#### GOAL OF THE EXERCISE
Take the line that contains "pin: porous rock" as the first line and the final line of the records as the last; return exactly those lines and the lines between.

#### DATA FOR PROCESSING

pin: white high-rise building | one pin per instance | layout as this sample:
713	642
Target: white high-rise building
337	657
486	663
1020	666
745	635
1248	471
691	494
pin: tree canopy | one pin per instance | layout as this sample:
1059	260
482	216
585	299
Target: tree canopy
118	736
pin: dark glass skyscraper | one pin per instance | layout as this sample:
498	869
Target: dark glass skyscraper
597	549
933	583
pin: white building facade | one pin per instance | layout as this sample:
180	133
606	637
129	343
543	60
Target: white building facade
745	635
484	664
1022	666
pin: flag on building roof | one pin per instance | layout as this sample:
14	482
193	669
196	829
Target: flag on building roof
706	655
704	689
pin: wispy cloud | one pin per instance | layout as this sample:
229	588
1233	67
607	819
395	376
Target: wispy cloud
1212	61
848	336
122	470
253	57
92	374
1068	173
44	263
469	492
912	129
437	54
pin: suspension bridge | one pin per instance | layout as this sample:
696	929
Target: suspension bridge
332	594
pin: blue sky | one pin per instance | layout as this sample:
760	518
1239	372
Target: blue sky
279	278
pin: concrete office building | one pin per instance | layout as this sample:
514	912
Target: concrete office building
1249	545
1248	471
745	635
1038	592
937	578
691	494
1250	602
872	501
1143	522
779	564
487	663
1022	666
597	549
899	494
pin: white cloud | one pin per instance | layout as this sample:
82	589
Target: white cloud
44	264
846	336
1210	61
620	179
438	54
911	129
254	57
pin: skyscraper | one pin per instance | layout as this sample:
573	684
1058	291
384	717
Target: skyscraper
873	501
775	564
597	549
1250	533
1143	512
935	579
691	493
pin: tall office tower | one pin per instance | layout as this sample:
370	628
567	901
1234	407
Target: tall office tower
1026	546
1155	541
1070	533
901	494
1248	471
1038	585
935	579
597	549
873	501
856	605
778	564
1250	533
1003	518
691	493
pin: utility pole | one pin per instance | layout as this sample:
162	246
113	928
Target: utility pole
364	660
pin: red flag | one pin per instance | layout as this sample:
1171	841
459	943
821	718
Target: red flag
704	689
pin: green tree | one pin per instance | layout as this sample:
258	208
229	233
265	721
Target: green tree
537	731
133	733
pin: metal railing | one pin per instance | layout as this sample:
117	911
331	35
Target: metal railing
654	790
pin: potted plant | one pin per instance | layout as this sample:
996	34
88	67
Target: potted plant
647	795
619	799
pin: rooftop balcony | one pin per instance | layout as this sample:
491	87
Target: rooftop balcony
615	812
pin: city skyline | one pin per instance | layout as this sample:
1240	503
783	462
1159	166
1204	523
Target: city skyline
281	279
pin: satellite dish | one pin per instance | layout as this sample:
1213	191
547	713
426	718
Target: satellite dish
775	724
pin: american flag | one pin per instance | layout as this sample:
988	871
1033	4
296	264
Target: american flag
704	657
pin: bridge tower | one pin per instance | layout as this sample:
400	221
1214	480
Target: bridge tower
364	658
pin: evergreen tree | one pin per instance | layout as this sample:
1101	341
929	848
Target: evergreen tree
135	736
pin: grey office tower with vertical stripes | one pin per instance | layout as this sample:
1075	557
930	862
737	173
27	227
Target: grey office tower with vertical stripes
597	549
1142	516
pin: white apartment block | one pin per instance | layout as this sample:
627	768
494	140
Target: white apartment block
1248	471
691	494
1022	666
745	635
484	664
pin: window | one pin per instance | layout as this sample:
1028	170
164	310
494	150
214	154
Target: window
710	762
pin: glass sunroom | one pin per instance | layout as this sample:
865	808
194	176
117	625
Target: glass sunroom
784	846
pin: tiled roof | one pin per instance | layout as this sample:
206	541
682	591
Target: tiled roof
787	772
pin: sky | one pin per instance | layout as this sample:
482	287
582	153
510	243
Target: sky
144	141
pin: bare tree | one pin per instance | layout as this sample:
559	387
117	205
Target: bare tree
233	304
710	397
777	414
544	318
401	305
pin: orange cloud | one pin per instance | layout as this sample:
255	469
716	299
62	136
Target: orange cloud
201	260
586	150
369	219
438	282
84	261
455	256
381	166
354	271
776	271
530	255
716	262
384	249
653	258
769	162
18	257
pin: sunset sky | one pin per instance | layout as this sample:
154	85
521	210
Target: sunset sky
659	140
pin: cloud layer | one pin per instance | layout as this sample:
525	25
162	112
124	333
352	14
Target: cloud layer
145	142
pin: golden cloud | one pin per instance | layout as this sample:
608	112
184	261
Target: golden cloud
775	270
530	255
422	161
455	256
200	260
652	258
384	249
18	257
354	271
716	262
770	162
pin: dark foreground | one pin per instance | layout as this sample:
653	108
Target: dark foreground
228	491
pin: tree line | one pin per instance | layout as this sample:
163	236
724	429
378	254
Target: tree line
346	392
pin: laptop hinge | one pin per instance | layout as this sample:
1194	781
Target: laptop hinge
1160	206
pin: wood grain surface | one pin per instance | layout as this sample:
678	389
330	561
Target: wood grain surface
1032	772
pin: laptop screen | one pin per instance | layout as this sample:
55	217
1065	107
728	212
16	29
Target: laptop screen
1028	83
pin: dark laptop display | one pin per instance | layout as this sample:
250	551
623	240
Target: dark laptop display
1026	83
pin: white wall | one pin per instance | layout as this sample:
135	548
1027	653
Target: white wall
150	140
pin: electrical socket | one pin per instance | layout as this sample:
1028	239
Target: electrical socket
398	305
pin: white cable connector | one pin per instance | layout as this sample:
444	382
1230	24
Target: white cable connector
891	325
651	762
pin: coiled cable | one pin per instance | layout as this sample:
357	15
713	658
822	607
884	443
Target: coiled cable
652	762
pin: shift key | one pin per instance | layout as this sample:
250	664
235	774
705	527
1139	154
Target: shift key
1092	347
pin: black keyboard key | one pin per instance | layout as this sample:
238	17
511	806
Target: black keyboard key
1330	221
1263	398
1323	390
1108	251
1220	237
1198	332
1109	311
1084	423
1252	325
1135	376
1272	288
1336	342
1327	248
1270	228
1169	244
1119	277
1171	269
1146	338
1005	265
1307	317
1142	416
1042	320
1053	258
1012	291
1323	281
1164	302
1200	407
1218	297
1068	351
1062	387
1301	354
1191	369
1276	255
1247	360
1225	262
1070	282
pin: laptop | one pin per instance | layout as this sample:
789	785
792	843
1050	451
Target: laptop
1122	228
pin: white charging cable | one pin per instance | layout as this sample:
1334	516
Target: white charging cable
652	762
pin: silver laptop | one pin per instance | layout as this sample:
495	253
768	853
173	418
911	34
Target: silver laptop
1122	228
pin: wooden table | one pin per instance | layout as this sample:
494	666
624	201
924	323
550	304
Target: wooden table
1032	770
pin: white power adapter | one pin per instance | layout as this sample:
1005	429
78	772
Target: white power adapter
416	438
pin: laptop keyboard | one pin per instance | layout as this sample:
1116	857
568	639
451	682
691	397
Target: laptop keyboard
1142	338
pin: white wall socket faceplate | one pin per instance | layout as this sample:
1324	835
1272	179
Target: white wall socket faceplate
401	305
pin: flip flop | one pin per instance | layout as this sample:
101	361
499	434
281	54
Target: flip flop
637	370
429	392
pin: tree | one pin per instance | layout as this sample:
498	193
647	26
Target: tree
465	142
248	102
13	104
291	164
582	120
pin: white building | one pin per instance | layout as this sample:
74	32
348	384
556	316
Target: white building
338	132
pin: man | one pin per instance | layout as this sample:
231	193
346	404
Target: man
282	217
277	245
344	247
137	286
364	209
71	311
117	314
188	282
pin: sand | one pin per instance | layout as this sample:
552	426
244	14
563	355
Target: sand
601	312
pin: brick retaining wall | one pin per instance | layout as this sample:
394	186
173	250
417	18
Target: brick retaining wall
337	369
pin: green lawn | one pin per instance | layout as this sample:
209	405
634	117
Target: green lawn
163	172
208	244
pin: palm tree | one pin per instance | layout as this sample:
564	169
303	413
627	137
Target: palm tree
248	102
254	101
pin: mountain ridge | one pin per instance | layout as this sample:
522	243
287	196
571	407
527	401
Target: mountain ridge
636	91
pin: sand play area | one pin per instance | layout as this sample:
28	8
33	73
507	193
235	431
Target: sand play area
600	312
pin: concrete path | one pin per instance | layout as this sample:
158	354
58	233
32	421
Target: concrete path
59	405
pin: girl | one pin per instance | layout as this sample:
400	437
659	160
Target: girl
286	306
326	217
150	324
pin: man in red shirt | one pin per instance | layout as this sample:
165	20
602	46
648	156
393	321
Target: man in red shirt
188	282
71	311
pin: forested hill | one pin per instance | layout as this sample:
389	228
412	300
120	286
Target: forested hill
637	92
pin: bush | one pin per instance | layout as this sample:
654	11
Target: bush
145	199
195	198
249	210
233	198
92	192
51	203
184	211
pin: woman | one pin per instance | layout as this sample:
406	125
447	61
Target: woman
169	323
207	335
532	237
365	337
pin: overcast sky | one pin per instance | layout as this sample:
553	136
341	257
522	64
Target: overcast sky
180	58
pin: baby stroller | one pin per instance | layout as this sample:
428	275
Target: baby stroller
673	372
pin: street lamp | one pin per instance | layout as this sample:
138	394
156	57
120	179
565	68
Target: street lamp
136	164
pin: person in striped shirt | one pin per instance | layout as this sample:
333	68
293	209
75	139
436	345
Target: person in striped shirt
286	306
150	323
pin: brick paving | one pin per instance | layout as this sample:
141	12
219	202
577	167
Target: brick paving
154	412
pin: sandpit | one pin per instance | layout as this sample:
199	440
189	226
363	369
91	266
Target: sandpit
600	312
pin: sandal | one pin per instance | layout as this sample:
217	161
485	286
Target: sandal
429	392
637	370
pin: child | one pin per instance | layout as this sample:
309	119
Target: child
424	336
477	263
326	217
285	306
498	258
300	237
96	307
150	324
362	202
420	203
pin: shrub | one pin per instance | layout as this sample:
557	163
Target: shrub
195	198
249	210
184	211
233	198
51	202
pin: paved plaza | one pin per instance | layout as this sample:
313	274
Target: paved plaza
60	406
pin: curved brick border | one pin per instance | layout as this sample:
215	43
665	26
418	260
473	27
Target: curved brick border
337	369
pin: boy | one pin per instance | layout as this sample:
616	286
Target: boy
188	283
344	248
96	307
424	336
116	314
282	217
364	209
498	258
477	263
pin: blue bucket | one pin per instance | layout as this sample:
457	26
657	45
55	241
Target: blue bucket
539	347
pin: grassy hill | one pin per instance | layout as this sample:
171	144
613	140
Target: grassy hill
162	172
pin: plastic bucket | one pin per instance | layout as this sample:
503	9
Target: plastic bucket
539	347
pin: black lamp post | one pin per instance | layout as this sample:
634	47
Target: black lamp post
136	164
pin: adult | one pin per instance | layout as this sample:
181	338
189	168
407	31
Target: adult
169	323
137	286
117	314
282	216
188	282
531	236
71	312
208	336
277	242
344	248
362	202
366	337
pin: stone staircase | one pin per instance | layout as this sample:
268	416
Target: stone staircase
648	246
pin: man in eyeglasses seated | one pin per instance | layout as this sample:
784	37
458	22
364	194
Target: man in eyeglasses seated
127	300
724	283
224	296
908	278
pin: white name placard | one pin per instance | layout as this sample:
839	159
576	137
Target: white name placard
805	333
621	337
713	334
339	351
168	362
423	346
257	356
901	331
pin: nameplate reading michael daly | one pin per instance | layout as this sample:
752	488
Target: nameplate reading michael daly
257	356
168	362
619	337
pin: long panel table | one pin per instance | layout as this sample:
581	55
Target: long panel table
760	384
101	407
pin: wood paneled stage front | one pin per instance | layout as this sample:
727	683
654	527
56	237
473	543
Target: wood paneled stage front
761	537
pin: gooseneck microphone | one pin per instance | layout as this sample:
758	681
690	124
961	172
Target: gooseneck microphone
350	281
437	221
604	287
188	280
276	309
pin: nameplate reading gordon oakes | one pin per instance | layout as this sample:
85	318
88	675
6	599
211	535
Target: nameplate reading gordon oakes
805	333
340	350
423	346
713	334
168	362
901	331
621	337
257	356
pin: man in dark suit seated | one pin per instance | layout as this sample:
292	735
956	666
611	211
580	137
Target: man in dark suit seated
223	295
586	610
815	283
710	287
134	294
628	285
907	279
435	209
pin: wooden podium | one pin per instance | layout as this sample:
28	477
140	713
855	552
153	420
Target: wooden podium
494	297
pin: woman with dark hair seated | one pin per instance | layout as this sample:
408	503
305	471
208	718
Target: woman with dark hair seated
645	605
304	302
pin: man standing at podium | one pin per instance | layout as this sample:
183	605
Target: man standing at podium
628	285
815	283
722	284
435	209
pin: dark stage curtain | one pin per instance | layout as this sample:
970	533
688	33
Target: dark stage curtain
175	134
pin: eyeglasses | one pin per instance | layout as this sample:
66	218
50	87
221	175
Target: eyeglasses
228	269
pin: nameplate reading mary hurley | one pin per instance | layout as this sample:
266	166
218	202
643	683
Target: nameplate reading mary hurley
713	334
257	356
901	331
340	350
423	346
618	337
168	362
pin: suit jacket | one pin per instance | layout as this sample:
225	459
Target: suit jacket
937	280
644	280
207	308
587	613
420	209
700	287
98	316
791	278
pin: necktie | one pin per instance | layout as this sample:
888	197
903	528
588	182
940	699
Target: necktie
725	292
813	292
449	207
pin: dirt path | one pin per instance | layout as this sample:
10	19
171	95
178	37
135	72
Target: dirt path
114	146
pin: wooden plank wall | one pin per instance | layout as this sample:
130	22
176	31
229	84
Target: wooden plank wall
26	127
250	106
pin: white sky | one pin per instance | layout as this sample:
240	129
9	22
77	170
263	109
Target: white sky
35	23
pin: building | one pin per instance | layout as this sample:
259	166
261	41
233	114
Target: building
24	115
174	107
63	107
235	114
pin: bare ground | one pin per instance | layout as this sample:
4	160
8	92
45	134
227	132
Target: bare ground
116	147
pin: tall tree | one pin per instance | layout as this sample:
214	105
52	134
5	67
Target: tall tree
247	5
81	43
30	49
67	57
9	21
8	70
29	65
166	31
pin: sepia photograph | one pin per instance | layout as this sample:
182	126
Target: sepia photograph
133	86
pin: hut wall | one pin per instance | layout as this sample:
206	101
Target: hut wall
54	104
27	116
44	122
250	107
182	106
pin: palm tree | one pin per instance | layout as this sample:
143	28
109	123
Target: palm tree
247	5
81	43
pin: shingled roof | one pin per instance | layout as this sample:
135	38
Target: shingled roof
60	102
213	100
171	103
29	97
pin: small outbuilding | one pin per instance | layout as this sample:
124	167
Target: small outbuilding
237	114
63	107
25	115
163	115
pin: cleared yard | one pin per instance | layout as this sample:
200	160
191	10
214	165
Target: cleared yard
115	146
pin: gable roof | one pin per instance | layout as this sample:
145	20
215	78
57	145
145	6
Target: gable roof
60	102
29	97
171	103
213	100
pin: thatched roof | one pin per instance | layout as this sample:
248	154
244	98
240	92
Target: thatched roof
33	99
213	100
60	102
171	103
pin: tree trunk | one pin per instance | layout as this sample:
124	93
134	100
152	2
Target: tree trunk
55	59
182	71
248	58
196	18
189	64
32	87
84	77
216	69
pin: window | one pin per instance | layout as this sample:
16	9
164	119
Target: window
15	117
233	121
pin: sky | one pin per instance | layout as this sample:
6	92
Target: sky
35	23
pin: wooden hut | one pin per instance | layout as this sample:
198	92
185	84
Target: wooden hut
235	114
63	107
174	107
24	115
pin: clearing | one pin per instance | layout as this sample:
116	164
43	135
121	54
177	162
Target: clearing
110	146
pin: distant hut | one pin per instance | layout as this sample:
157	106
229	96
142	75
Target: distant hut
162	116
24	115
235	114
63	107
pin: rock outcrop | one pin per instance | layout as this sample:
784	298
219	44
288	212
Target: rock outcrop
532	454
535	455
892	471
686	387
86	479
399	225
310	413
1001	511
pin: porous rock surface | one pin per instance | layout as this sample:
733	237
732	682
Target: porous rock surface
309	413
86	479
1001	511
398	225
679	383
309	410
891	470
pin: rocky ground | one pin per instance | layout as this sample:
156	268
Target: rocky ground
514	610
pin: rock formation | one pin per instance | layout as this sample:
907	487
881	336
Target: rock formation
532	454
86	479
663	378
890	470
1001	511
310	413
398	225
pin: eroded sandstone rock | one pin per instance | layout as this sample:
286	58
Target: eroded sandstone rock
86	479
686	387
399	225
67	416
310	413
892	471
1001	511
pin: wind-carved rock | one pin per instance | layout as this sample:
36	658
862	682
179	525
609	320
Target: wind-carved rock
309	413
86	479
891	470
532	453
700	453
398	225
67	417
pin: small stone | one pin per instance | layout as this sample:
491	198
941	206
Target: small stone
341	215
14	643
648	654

#### RESPONSE TO THE EXERCISE
pin: porous rock surface | one pin per instance | layout as this sample:
733	237
732	682
Target: porous rock surface
309	413
86	479
1001	511
398	225
679	383
309	410
891	470
pin: rocky ground | one pin per instance | layout as this sample:
156	268
Target: rocky ground
514	610
pin: rock formation | one pin per instance | layout as this sample:
907	487
881	336
Target: rock formation
532	454
86	479
663	378
890	470
1001	511
310	413
398	225
pin: eroded sandstone rock | one pin per instance | layout as this sample:
286	58
Target: eroded sandstone rock
86	479
686	387
399	225
67	416
310	413
892	471
1001	511
pin: wind-carved rock | one pin per instance | layout as this sample:
36	658
862	682
179	525
609	320
Target: wind-carved rock
309	413
86	479
891	470
532	453
700	453
398	225
67	417
pin: small stone | one pin per instance | layout as this sample:
491	198
941	206
Target: small stone
341	215
14	643
648	654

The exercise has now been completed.